**Directions:** Leave every picture out, and write out the remaining entries exactly.

**Stored data entries:**
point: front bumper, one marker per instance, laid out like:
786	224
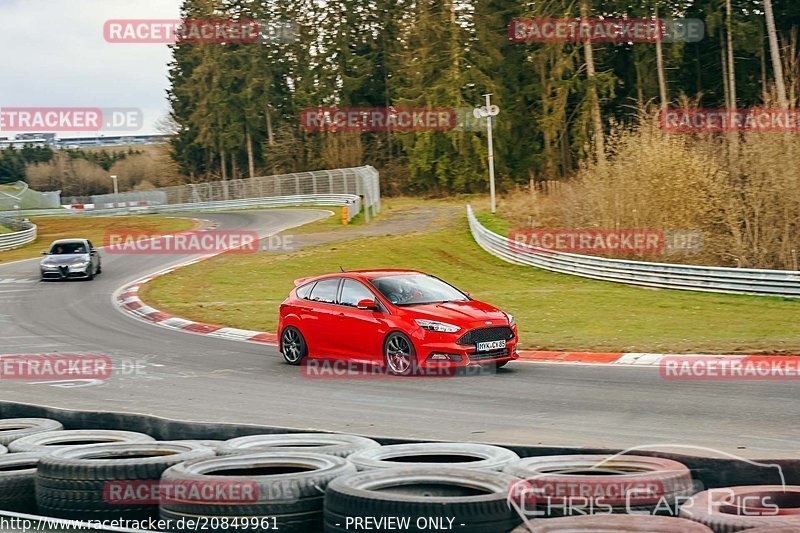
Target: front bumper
65	273
429	343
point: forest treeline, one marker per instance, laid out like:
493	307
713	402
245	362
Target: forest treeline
236	107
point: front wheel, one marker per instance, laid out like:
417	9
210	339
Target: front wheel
293	346
399	354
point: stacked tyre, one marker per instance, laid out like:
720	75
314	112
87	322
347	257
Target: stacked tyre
435	454
563	485
48	441
746	507
327	443
609	523
12	429
421	499
94	482
18	482
277	490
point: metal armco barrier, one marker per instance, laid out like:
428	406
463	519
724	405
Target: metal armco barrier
26	232
352	187
662	275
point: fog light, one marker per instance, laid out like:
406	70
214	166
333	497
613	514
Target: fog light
444	357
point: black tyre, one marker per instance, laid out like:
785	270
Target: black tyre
54	440
327	443
12	429
293	346
18	482
627	523
435	454
399	355
215	445
91	482
475	498
288	487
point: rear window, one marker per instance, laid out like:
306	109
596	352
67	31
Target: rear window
68	248
325	290
304	291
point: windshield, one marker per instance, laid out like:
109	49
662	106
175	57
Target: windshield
417	289
68	248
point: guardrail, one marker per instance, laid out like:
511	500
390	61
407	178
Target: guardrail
662	275
352	201
25	233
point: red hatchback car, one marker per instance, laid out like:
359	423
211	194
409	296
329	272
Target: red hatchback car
402	319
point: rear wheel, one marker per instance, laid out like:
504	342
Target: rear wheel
399	354
293	346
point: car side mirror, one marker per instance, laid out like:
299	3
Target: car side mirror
366	303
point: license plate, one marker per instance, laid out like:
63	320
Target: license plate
490	345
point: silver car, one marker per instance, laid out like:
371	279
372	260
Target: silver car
71	259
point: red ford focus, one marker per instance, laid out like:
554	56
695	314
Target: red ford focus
402	319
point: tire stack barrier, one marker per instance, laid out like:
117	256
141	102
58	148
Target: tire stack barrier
331	444
605	483
50	441
18	482
435	454
311	481
609	523
76	482
12	429
287	496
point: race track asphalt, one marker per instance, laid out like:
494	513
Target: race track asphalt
199	378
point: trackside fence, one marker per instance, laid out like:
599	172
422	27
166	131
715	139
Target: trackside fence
355	188
24	232
662	275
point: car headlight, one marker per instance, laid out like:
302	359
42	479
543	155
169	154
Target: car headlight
441	327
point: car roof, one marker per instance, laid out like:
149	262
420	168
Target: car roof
359	274
67	241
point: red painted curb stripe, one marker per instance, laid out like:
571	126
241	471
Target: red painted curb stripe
201	328
570	357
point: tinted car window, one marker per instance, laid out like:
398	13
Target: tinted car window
325	290
417	289
353	292
304	291
69	248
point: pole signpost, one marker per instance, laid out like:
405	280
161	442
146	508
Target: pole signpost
488	111
116	192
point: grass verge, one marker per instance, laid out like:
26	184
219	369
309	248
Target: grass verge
92	228
554	311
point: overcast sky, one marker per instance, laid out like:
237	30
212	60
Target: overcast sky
53	54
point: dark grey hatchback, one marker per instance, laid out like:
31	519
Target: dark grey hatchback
71	259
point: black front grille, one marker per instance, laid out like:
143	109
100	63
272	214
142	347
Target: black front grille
474	336
482	356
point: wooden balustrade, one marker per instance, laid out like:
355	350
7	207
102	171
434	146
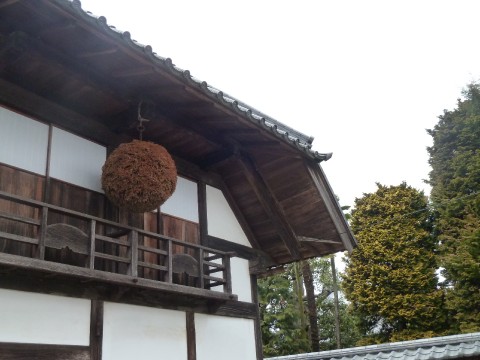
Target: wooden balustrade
103	247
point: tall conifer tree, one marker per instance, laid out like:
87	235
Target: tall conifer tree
390	277
455	180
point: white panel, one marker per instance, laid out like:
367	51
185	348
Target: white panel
220	338
222	222
240	279
76	160
139	332
23	142
184	201
43	319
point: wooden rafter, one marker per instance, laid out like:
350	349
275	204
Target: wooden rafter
271	207
331	205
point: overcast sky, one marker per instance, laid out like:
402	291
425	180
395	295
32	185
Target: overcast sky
365	78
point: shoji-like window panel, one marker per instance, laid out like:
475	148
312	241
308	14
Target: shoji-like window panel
220	338
23	142
184	201
76	160
43	319
222	222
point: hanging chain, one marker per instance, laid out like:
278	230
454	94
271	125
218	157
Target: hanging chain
140	126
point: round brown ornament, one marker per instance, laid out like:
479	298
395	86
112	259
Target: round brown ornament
139	176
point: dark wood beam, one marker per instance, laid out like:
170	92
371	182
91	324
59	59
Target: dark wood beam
216	158
331	204
8	3
99	52
15	351
271	206
45	110
136	71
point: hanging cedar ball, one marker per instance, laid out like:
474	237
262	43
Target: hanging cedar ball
139	176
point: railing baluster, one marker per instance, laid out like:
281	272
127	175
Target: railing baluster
91	255
227	287
200	264
170	262
43	234
133	252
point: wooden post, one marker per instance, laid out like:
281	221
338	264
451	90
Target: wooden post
201	268
227	287
335	294
133	240
170	262
91	255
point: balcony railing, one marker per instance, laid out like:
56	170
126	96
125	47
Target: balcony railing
50	238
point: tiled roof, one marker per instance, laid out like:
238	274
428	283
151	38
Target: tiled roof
293	137
447	347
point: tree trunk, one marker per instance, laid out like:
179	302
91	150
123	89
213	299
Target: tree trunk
311	306
335	293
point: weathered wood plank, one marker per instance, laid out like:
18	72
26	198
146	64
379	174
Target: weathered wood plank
191	336
271	207
96	330
17	351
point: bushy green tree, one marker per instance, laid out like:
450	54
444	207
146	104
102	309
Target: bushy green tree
455	181
284	311
390	277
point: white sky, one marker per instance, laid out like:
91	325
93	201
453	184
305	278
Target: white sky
365	78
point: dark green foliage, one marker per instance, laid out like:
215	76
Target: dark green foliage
455	180
284	318
390	278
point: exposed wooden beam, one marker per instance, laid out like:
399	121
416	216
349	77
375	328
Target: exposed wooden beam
136	71
48	111
271	206
314	240
8	3
216	158
59	27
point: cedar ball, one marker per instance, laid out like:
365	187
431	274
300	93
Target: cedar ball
139	176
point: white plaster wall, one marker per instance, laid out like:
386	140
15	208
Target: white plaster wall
241	279
138	332
23	142
222	222
241	285
220	338
76	160
43	319
184	201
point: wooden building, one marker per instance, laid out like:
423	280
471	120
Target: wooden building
83	279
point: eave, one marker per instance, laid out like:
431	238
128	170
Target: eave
65	66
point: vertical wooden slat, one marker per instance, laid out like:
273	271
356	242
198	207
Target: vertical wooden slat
227	287
43	233
202	212
46	193
170	262
191	336
91	255
133	252
96	330
201	257
257	326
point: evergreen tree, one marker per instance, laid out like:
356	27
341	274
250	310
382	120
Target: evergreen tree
455	181
390	277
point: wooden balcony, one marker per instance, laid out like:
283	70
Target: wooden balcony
70	245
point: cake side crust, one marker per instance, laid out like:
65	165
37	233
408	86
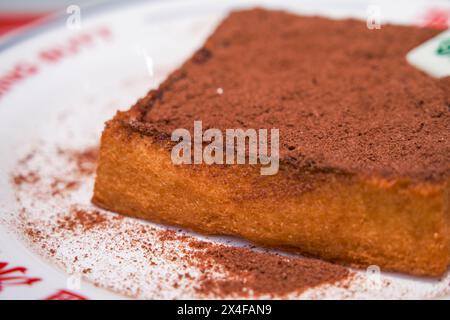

**Your solution:**
point: front bumper, one marker per instance, laid out like:
786	224
Target: front bumper
65	273
429	343
point: forest treeline, one marker per instance, laid out like:
493	307
713	402
245	362
Target: forest treeline
236	107
point: front wheel, one marker per instance, laid out like:
417	9
210	339
Target: front wheel
293	346
399	354
point: stacked tyre, one marker per instance, laid out like:
720	75
314	112
87	322
347	257
Target: stacked tyre
435	454
563	485
48	441
746	507
327	443
609	523
12	429
421	499
94	482
18	482
277	490
point: metal armco barrier, one marker per instance, laid out like:
428	406
463	519
724	405
Target: metal armco barrier
26	232
352	187
662	275
point: fog light, one marker per instance, laid out like:
406	70
214	166
333	497
613	514
Target: fog light
444	357
point: black tyre, one marker per instance, laid out like:
785	270
Target: black tyre
54	440
327	443
12	429
293	346
18	482
627	523
435	454
399	355
215	445
91	482
475	498
288	487
point: rear window, one marker per instance, laid out like:
306	109
596	352
67	31
Target: rear window
68	248
325	290
304	291
point: windshield, one marker per instance, laid out like:
109	49
662	106
175	57
Target: windshield
417	289
68	248
point: guardrail, one marker per instance, laid out like:
511	500
390	61
407	178
Target: guardrail
662	275
352	201
25	233
point: red hatchback car, one marker per instance, laid out like:
359	423
211	194
409	296
329	272
Target: red hatchback car
402	319
point: rear wheel, one marker per instance, laid out like:
504	342
Target: rear wheel
399	354
293	346
point: car side mirror, one marker per instance, laid out like:
299	3
Target: car side mirror
366	303
point: license plate, one marker per instance, laid out like:
63	320
Target: license plate
490	345
point: silver car, one marker per instance, laid out like:
371	279
372	260
Target: silver car
71	259
point: red ford focus, one marker per instance, laid out like:
554	56
695	314
Target: red ford focus
402	319
point: tire stack barrier, one marker per instance, laid out like:
117	256
141	102
58	148
Target: tire stack barrier
331	444
605	483
50	441
18	482
435	454
311	481
609	523
76	482
12	429
287	496
point: race track asphalt, one marker per instance, laid out like:
494	513
Target: race track asphalt
199	378
point: trackside fence, one marker per instance, laid out like:
599	172
422	27
166	131
715	139
Target: trackside fence
355	188
24	232
662	275
point: car headlight, one marker per instance, laid out like:
302	359
42	479
543	155
169	154
Target: car headlight
441	327
point: car roof, one marker per instance, laid out like:
149	262
420	168
Target: car roof
359	274
67	241
point: red painted curb stripe, one marker per instance, laid out like:
571	126
241	471
Target: red painted curb stripe
201	328
570	357
point: tinted car window, one marker per instance, laid out like:
398	13
Target: tinted car window
325	290
417	289
353	292
304	291
69	248
point: pole signpost, one marker per instance, laid out like:
405	280
161	442
146	508
Target: pole signpost
488	111
116	192
point: grass verge, one marker per instance, laid out like:
26	184
219	369
309	248
Target: grass verge
92	228
554	311
point: overcast sky, one marker per instance, laid out like:
237	30
212	60
Target: overcast sky
53	54
point: dark grey hatchback, one marker per instance, laid out like:
31	519
Target: dark grey hatchback
71	259
point: black front grille, one marker per instance, laid out like:
143	109
100	63
272	214
142	347
Target: black front grille
474	336
482	356
point: wooden balustrade, one marker per instance, laid out like:
355	350
7	207
102	171
434	146
Target: wooden balustrade
103	247
point: tall conifer tree, one marker per instance, laid out like:
87	235
Target: tall conifer tree
390	277
455	180
point: white panel, one marker per instance, laid out like:
367	51
185	348
Target: white panel
220	338
222	222
240	279
76	160
139	332
23	142
184	201
43	319
point: wooden rafter, one marker per instance, laid out like:
350	349
275	204
Target: wooden rafter
271	207
331	205
point: overcast sky, one marker per instance, laid out like:
402	291
425	180
395	295
32	185
Target: overcast sky
365	78
point: shoji-like window panel, one marker per instance, laid out like:
475	148
312	241
308	14
Target: shoji-like window panel
220	338
23	142
184	201
76	160
43	319
222	222
point: hanging chain, one marker per instance, laid out like:
278	230
454	94
271	125
218	157
Target: hanging chain
140	126
point: round brown ornament, one marker per instance, laid out like:
479	298
395	86
112	259
Target: round brown ornament
139	176
point: dark wood beam, one marker per instance, laid out like:
170	92
371	182
91	324
59	59
Target: dark wood beam
216	158
331	204
8	3
99	52
15	351
271	206
45	110
136	71
point: hanging cedar ball, one marker per instance, laid out like:
474	237
262	43
Target: hanging cedar ball
139	176
point: railing baluster, one marker per instance, laid out like:
281	272
127	175
Target: railing baluster
91	255
227	287
200	264
170	262
43	234
133	252
point: wooden post, one marker per instance, laid out like:
281	221
338	264
451	90
Target: wooden post
201	268
227	287
335	294
133	240
170	262
91	255
point: balcony railing, one marker per instance, laid out like:
56	170
126	96
125	47
Target: balcony railing
50	238
point: tiled roof, one marker per instance, laid out like:
238	274
428	283
151	38
Target: tiled roof
293	137
447	347
point: tree trunk, one marker per instance, laid out like:
179	302
91	150
123	89
213	299
Target: tree trunk
311	306
335	293
point: weathered wood plank, one marker per instance, laid out like:
18	72
26	198
146	64
379	174
Target: weathered wood plank
191	336
271	207
96	330
17	351
point: bushy green tree, one marker per instance, laid out like:
450	54
444	207
146	104
102	309
Target: bushy green tree
455	181
284	311
390	277
point: white sky, one marker per instance, laid out like:
91	325
93	201
453	184
305	278
Target: white sky
365	78
point: dark green foliage, one marker per instance, laid out like:
215	76
Target: dark green foliage
455	180
284	318
390	278
point: exposed wooden beam, one marker per instance, laid out like:
399	121
416	216
349	77
375	328
Target: exposed wooden beam
136	71
48	111
271	206
314	240
8	3
216	158
59	27
point: cedar ball, one marker per instance, laid out like:
365	187
431	274
300	93
Target: cedar ball
139	176
point: white plaster wall, one marker per instance, laid out like:
386	140
15	208
Target: white plaster wall
241	279
138	332
23	142
222	222
241	285
220	338
76	160
43	319
184	201
point: wooden building, one marker per instance, laid out like:
423	280
471	120
Target: wooden building
83	279
point: eave, one marker per instance, laid out like:
431	238
128	170
Target: eave
65	66
point: vertical wooden slat, one marker per instance, laid out like:
273	271
356	242
198	207
Target: vertical wooden slat
227	287
43	233
202	212
46	193
170	262
191	336
91	255
133	252
96	330
201	257
257	326
point: evergreen tree, one marker per instance, laid out like:
356	27
341	274
250	310
382	120
Target: evergreen tree
455	181
390	277
point: wooden balcony, one marker per instance, laid out like:
283	70
Target: wooden balcony
70	245
point: cake side crust, one marker per instance, laid out like:
65	165
37	233
408	86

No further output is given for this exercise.